*WHAT THE TASK REQUIRES*.
Count the lines in the entries below that contain the string "refrigerator", matching case exactly. Reply with the number alone.
--- Begin INFORMATION GIVEN ---
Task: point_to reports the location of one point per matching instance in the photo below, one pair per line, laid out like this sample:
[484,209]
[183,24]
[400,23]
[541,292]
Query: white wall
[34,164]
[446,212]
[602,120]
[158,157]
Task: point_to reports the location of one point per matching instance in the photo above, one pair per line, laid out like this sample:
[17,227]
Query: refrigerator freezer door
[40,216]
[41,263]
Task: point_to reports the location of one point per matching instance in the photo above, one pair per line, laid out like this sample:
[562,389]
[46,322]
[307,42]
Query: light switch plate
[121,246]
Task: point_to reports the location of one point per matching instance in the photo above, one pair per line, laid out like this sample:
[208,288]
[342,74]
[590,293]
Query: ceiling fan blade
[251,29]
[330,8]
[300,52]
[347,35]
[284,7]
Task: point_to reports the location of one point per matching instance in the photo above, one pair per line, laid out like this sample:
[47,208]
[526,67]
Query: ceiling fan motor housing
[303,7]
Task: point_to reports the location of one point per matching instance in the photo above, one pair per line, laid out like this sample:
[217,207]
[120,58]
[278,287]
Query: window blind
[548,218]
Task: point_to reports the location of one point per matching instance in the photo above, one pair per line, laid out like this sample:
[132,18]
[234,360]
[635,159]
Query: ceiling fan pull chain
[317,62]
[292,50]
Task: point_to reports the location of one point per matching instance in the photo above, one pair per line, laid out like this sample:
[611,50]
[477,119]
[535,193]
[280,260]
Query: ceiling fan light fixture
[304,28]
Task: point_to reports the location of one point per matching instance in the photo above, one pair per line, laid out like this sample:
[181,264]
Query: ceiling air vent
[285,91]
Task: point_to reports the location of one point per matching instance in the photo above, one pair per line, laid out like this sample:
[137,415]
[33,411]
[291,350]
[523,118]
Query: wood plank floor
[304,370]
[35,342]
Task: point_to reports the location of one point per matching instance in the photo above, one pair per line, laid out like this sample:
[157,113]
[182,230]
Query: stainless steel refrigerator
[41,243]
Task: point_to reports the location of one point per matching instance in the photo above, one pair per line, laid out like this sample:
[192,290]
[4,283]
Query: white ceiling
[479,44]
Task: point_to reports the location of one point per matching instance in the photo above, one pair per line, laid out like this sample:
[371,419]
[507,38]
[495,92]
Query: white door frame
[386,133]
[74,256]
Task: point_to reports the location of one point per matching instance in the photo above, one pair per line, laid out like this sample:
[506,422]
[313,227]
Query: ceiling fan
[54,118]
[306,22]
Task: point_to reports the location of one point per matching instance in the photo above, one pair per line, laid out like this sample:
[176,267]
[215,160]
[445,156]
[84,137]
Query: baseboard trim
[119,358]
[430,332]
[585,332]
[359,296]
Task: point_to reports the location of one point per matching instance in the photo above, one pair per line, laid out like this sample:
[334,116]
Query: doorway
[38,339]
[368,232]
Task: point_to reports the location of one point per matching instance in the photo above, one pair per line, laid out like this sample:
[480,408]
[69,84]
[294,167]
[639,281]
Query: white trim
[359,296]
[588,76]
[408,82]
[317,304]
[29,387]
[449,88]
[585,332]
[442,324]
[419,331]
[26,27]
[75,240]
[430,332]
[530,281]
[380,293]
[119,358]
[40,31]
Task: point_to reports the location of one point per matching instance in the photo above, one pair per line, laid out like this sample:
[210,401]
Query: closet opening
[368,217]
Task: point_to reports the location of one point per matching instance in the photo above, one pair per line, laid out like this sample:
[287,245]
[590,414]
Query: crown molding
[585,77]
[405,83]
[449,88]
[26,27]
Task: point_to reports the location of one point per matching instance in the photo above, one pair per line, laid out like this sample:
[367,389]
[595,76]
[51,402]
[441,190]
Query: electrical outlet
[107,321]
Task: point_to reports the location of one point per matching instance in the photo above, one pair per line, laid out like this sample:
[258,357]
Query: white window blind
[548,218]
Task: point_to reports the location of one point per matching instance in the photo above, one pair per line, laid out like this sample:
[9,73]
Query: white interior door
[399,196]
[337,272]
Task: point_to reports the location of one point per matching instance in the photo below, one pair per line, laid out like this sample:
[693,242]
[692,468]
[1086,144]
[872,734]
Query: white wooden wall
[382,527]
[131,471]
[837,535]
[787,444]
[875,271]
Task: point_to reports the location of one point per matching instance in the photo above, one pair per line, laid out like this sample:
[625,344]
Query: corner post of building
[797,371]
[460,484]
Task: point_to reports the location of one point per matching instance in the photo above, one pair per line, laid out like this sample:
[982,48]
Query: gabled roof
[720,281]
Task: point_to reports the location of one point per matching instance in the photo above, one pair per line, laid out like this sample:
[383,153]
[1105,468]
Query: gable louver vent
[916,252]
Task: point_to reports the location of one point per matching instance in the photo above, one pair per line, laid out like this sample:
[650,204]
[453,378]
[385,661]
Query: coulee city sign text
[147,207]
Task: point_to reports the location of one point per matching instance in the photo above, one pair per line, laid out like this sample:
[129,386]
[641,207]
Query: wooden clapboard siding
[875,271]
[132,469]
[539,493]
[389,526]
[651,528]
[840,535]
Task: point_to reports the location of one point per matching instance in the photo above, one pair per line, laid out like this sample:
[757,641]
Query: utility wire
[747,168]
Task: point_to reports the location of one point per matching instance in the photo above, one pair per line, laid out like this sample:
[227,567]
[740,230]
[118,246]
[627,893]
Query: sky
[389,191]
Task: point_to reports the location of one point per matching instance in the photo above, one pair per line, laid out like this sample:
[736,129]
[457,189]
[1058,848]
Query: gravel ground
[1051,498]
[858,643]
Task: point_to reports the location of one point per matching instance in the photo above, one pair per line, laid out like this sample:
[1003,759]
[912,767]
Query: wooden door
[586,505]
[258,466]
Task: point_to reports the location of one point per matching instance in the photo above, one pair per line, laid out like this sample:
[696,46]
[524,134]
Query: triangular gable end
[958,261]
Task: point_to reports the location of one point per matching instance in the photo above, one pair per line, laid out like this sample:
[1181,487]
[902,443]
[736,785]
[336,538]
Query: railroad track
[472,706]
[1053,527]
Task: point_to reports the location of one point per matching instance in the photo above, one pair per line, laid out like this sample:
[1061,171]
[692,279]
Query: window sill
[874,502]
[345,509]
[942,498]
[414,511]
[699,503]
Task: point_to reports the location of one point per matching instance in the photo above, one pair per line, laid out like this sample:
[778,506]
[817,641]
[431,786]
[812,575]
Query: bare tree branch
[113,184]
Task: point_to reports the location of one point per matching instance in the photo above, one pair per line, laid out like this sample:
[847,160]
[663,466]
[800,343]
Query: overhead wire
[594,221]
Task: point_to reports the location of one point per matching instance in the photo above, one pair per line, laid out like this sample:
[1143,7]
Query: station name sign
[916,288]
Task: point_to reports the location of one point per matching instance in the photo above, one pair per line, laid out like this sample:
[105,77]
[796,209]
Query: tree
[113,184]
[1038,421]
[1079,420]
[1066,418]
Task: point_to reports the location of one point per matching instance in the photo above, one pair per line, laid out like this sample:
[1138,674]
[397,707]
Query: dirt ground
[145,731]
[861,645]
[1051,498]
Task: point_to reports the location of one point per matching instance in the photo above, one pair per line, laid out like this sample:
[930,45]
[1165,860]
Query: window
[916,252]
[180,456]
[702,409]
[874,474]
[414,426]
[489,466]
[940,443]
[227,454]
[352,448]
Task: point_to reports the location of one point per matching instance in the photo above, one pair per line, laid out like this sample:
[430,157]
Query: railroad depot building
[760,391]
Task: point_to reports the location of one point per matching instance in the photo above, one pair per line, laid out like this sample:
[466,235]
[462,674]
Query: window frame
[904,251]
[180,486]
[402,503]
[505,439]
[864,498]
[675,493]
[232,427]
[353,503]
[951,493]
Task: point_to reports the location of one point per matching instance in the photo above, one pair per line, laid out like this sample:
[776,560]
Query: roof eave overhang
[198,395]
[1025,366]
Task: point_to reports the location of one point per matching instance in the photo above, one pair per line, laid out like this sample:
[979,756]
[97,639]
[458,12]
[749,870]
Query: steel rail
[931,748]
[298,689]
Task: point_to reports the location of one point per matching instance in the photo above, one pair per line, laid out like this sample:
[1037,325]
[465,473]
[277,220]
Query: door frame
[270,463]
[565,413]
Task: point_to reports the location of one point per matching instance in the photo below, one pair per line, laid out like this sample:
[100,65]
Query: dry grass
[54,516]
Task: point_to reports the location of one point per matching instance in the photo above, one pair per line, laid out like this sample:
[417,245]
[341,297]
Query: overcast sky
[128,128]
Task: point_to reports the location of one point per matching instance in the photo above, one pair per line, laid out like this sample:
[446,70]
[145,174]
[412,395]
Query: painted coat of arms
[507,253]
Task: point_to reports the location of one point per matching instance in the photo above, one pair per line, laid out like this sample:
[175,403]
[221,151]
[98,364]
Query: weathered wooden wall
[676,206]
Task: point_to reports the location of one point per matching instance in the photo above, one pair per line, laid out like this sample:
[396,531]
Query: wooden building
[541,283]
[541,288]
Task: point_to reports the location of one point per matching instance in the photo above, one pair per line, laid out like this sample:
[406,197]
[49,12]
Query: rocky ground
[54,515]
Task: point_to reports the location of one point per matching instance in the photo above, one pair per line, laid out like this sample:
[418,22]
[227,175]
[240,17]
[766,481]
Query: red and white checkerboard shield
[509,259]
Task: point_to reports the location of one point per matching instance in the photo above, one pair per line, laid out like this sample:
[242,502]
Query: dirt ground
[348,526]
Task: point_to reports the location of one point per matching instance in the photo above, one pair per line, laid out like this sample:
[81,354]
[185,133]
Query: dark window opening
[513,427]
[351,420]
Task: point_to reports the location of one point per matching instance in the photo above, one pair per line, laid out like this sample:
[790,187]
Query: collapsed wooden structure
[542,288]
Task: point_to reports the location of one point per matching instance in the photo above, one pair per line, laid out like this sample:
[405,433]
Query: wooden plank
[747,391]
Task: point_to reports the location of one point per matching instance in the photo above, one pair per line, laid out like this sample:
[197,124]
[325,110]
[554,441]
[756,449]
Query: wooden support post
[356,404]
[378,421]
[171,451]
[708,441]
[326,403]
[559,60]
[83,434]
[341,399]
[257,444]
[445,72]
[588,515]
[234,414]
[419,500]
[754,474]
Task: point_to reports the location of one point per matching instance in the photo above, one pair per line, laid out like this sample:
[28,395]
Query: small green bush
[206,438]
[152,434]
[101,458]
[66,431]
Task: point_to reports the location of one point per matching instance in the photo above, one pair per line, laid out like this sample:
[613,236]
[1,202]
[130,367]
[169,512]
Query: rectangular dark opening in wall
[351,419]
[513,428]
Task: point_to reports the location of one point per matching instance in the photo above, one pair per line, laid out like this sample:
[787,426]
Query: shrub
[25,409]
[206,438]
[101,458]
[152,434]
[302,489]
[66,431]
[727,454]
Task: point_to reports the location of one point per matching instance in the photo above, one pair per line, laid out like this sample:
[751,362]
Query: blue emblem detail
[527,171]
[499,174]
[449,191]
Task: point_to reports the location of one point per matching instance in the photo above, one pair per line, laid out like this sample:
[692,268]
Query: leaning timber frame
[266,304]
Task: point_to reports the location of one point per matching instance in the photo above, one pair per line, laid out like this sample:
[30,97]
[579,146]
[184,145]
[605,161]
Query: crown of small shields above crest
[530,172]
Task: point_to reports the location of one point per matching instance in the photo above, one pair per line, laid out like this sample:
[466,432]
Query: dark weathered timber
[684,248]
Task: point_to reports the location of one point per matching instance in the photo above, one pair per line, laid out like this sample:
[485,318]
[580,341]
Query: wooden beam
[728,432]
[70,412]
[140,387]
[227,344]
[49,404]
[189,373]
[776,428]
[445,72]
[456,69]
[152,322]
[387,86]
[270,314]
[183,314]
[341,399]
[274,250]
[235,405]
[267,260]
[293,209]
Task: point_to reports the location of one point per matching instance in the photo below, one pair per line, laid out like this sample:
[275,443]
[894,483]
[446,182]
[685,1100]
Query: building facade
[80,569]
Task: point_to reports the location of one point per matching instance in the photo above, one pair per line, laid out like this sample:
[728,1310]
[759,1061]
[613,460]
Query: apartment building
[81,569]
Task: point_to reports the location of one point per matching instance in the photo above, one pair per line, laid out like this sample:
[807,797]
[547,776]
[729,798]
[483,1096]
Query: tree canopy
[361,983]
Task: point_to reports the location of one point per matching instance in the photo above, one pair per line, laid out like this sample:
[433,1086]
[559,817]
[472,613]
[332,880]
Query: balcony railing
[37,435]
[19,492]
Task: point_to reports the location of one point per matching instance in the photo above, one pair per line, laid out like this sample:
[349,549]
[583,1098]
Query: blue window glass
--- End INFORMATION GIVEN ---
*RESULT OF THIS TASK*.
2